WHAT YOU NEED TO DO:
Copy out, character for character, the part of the data that opens with the line containing "Target | orange" and closes with the line containing "x=281 y=686", including both of those lines.

##### DATA RECORDS #####

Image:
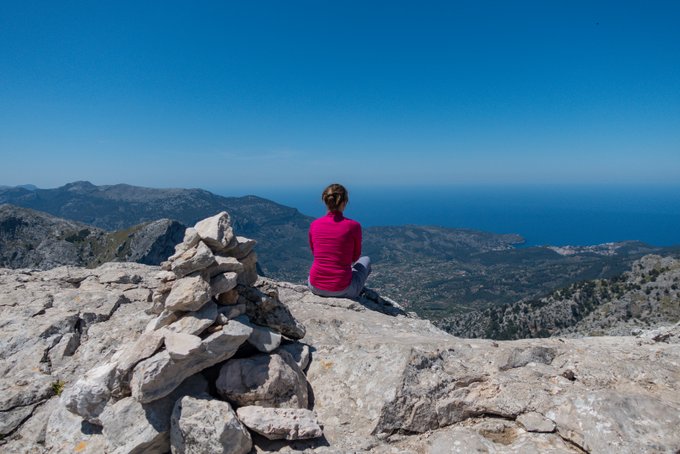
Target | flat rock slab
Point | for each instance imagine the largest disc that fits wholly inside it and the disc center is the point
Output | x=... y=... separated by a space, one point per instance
x=188 y=294
x=281 y=423
x=216 y=232
x=195 y=322
x=159 y=375
x=374 y=375
x=194 y=259
x=132 y=427
x=206 y=425
x=536 y=422
x=266 y=380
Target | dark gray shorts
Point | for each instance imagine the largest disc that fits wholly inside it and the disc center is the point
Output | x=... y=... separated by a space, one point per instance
x=360 y=271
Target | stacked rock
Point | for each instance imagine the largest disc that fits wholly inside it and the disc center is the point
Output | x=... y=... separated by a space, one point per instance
x=212 y=312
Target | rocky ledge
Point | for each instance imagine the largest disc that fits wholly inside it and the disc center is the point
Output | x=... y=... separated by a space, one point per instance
x=205 y=356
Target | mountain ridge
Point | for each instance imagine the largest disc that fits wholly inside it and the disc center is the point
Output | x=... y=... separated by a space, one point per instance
x=436 y=271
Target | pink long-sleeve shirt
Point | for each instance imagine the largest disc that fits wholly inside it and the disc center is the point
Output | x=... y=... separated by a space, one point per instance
x=336 y=243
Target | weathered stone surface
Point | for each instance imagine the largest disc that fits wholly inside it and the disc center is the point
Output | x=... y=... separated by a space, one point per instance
x=11 y=419
x=181 y=345
x=188 y=294
x=32 y=432
x=132 y=427
x=234 y=311
x=89 y=395
x=299 y=352
x=166 y=276
x=138 y=294
x=536 y=422
x=65 y=348
x=205 y=425
x=374 y=375
x=224 y=264
x=67 y=432
x=53 y=333
x=267 y=380
x=191 y=239
x=521 y=357
x=243 y=247
x=159 y=375
x=195 y=322
x=165 y=318
x=228 y=298
x=264 y=308
x=132 y=353
x=249 y=274
x=223 y=283
x=262 y=338
x=216 y=231
x=280 y=423
x=194 y=259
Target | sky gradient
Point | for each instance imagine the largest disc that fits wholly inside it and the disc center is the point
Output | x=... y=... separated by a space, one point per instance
x=236 y=96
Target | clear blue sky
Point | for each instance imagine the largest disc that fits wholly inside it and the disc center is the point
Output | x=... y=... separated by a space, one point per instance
x=253 y=94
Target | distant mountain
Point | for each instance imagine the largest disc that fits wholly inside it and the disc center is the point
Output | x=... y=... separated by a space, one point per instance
x=438 y=272
x=647 y=296
x=281 y=231
x=32 y=239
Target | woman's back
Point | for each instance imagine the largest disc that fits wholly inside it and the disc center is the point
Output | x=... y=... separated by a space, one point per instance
x=336 y=243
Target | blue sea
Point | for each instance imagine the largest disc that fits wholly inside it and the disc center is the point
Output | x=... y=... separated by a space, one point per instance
x=554 y=215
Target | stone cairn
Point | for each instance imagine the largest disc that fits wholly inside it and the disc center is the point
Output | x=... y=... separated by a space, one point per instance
x=221 y=340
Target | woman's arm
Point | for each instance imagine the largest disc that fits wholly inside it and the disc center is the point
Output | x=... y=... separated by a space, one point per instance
x=357 y=243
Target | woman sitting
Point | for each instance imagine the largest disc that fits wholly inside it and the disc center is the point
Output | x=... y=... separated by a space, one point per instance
x=338 y=269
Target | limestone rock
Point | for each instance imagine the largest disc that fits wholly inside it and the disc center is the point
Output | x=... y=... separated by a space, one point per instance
x=188 y=294
x=224 y=264
x=216 y=231
x=280 y=423
x=181 y=345
x=299 y=352
x=89 y=395
x=195 y=259
x=374 y=376
x=266 y=380
x=132 y=427
x=234 y=311
x=264 y=308
x=249 y=274
x=11 y=419
x=262 y=338
x=243 y=247
x=190 y=240
x=165 y=318
x=67 y=432
x=228 y=298
x=522 y=357
x=205 y=425
x=157 y=376
x=222 y=283
x=536 y=422
x=195 y=322
x=127 y=358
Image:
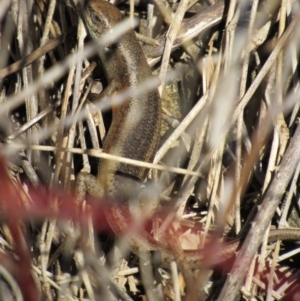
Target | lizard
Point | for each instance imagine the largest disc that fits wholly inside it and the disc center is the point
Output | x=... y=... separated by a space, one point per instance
x=134 y=134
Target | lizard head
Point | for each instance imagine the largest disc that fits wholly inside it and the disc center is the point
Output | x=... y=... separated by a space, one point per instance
x=100 y=16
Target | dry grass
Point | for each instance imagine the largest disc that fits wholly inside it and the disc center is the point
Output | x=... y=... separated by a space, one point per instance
x=229 y=153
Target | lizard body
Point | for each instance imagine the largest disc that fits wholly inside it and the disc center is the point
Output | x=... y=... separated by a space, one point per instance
x=134 y=133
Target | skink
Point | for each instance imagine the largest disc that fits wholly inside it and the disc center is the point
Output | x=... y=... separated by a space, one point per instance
x=134 y=133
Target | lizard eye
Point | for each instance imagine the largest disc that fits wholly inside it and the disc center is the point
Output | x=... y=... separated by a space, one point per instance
x=95 y=18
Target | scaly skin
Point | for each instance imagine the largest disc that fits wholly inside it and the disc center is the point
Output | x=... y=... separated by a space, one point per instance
x=134 y=133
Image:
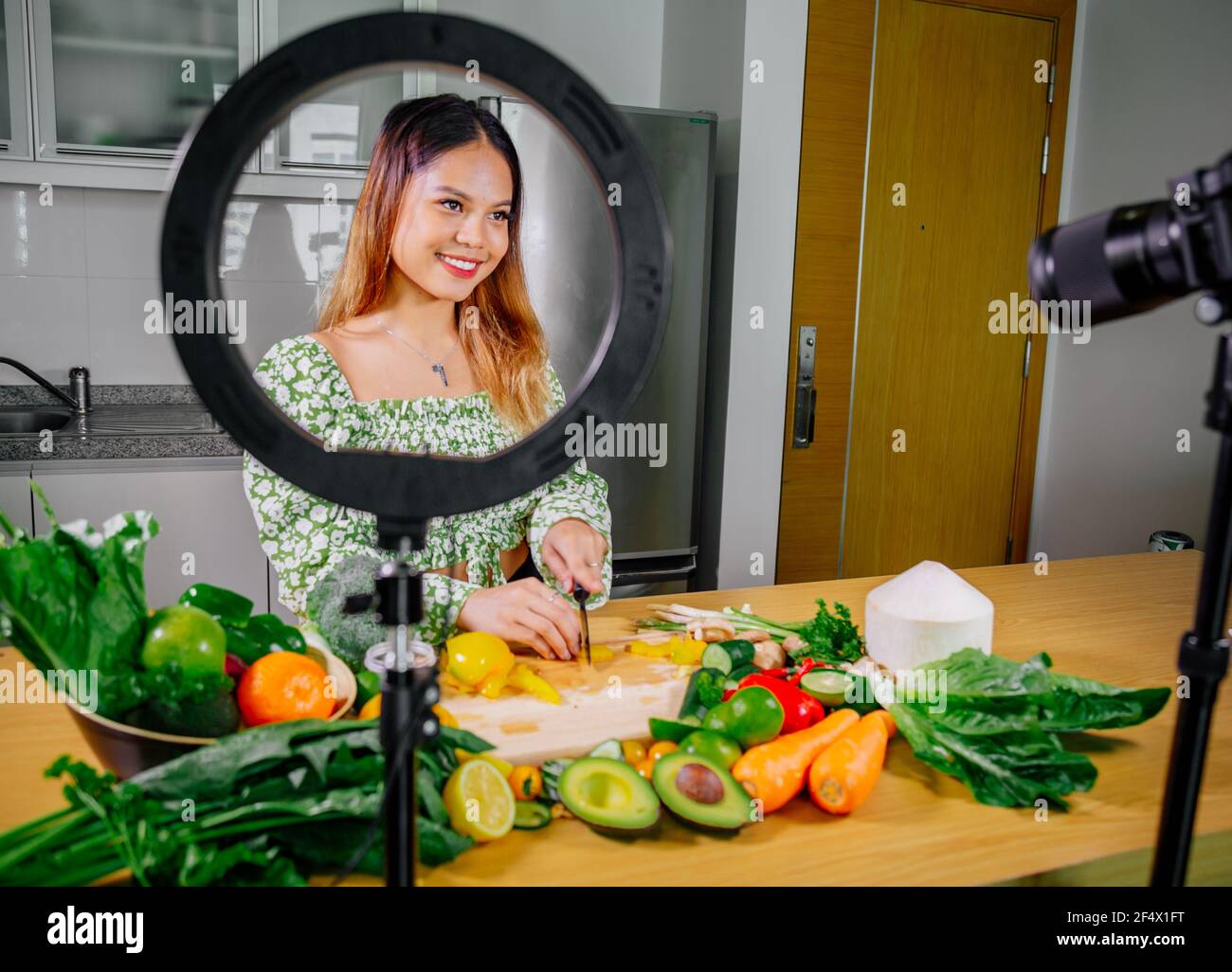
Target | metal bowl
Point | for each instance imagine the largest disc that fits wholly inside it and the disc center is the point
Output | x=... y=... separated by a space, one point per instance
x=126 y=750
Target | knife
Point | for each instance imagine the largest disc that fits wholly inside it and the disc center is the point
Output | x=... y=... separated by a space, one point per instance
x=579 y=595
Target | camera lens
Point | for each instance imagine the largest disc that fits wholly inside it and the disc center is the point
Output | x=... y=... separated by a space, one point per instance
x=1125 y=261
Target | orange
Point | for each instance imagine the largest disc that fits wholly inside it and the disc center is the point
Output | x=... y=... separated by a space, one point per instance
x=281 y=686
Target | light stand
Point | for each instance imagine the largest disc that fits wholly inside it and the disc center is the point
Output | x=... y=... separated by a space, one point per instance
x=1204 y=651
x=408 y=693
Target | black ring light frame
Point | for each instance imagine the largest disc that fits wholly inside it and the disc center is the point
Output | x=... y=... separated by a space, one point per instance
x=381 y=482
x=405 y=491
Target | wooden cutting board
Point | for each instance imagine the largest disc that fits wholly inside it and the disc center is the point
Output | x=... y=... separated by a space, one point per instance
x=612 y=700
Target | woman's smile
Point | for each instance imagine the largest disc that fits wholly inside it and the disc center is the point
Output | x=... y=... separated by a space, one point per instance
x=459 y=267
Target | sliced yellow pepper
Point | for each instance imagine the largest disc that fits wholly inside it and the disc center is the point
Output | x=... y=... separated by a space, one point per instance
x=602 y=653
x=688 y=652
x=525 y=679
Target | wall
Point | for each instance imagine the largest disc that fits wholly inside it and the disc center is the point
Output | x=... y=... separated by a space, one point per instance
x=1150 y=101
x=750 y=423
x=75 y=275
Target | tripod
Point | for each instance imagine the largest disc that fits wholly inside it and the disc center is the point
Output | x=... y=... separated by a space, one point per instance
x=1204 y=651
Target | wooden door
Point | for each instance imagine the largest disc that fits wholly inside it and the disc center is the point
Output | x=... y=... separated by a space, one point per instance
x=952 y=196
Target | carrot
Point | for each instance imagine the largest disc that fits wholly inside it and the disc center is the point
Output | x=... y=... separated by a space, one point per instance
x=775 y=771
x=844 y=774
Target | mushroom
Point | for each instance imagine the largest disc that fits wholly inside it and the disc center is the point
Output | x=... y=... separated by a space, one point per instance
x=769 y=655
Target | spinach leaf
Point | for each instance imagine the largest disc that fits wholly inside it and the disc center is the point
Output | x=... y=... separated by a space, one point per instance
x=1076 y=704
x=1009 y=769
x=974 y=676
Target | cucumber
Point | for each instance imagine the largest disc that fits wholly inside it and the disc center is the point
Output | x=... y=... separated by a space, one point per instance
x=728 y=656
x=551 y=771
x=669 y=730
x=531 y=815
x=734 y=680
x=610 y=747
x=691 y=704
x=830 y=688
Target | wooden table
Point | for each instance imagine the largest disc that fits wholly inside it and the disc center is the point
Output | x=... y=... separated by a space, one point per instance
x=1114 y=619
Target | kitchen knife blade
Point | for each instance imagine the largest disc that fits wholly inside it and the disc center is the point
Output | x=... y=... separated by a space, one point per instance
x=579 y=595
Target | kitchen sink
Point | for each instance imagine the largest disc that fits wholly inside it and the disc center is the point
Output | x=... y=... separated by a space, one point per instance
x=32 y=421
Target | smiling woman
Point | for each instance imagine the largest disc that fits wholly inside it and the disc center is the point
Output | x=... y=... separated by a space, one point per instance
x=429 y=343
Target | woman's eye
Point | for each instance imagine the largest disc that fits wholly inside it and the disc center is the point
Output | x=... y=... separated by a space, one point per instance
x=504 y=217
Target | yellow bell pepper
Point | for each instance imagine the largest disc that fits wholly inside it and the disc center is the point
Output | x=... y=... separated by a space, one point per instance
x=651 y=651
x=525 y=679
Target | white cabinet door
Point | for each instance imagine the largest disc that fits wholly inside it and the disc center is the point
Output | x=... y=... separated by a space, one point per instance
x=15 y=498
x=206 y=528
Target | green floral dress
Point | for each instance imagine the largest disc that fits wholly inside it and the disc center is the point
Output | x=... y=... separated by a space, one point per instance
x=306 y=537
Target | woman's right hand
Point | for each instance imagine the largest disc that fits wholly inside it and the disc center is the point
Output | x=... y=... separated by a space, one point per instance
x=525 y=611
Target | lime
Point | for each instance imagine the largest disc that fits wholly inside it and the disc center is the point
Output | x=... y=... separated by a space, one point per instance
x=188 y=636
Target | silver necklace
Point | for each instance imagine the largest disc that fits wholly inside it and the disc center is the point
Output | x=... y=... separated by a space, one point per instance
x=438 y=366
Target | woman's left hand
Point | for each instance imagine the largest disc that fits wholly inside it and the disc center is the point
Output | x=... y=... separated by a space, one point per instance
x=571 y=546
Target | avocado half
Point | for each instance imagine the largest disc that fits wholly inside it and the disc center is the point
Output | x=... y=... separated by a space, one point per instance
x=701 y=794
x=608 y=795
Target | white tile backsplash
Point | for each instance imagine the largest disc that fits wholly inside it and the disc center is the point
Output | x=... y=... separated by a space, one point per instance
x=75 y=276
x=272 y=311
x=41 y=325
x=41 y=232
x=121 y=351
x=122 y=233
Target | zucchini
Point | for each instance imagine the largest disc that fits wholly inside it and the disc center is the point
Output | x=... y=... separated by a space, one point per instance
x=837 y=689
x=531 y=815
x=669 y=730
x=728 y=656
x=734 y=680
x=610 y=747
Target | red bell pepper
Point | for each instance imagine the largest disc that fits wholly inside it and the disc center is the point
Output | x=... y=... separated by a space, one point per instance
x=800 y=709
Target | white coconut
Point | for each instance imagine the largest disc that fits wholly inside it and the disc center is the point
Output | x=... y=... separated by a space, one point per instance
x=925 y=614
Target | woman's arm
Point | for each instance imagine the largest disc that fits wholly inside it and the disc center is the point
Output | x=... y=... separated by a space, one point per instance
x=577 y=495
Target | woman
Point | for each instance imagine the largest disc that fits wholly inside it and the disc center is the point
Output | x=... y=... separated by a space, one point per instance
x=429 y=343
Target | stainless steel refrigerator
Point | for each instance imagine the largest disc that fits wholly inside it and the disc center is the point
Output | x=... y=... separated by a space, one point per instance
x=570 y=262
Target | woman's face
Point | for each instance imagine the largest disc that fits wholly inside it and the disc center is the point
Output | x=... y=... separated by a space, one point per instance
x=457 y=207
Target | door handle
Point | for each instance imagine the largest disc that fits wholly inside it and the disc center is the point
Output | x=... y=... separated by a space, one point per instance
x=805 y=417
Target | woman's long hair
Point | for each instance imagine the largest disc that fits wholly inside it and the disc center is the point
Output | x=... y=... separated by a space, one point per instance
x=506 y=349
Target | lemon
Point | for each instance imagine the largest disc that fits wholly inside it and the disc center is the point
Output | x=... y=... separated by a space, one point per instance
x=476 y=656
x=480 y=801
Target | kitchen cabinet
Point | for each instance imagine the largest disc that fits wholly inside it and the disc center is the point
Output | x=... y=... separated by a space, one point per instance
x=13 y=98
x=272 y=593
x=206 y=528
x=15 y=498
x=334 y=131
x=126 y=81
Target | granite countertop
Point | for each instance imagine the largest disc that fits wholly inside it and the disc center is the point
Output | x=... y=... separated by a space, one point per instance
x=128 y=422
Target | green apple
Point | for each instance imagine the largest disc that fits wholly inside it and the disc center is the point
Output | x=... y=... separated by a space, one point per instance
x=188 y=636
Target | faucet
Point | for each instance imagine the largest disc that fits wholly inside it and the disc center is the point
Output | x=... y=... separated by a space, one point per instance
x=79 y=382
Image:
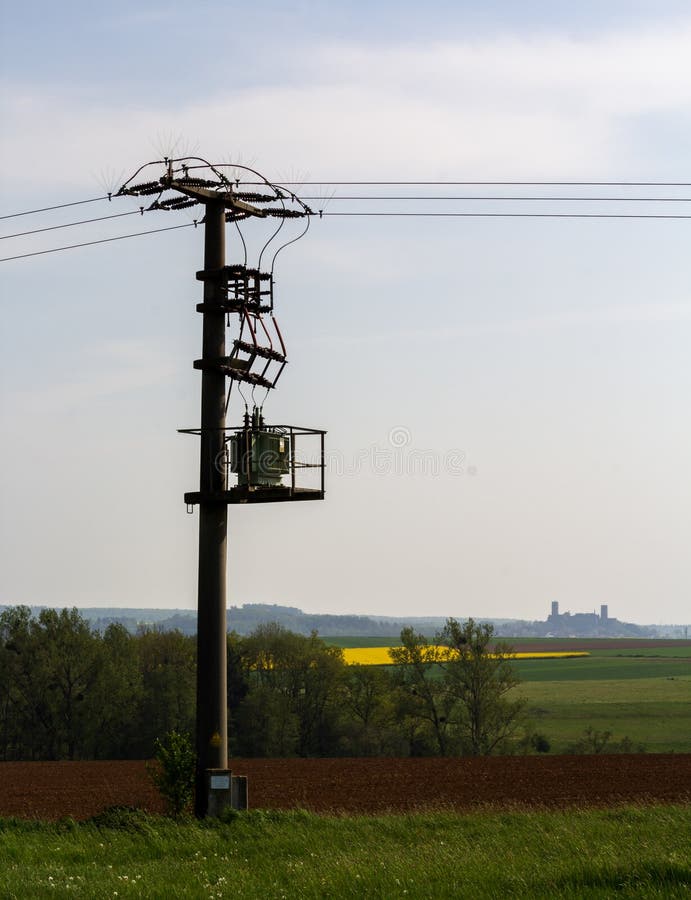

#####

WRITTEN SOLUTION:
Target | orange
Point | for each instance imagine the largest disc that fits wholly inside it and the disc center is the point
Output | x=... y=... separated by a space, one point per instance
x=281 y=686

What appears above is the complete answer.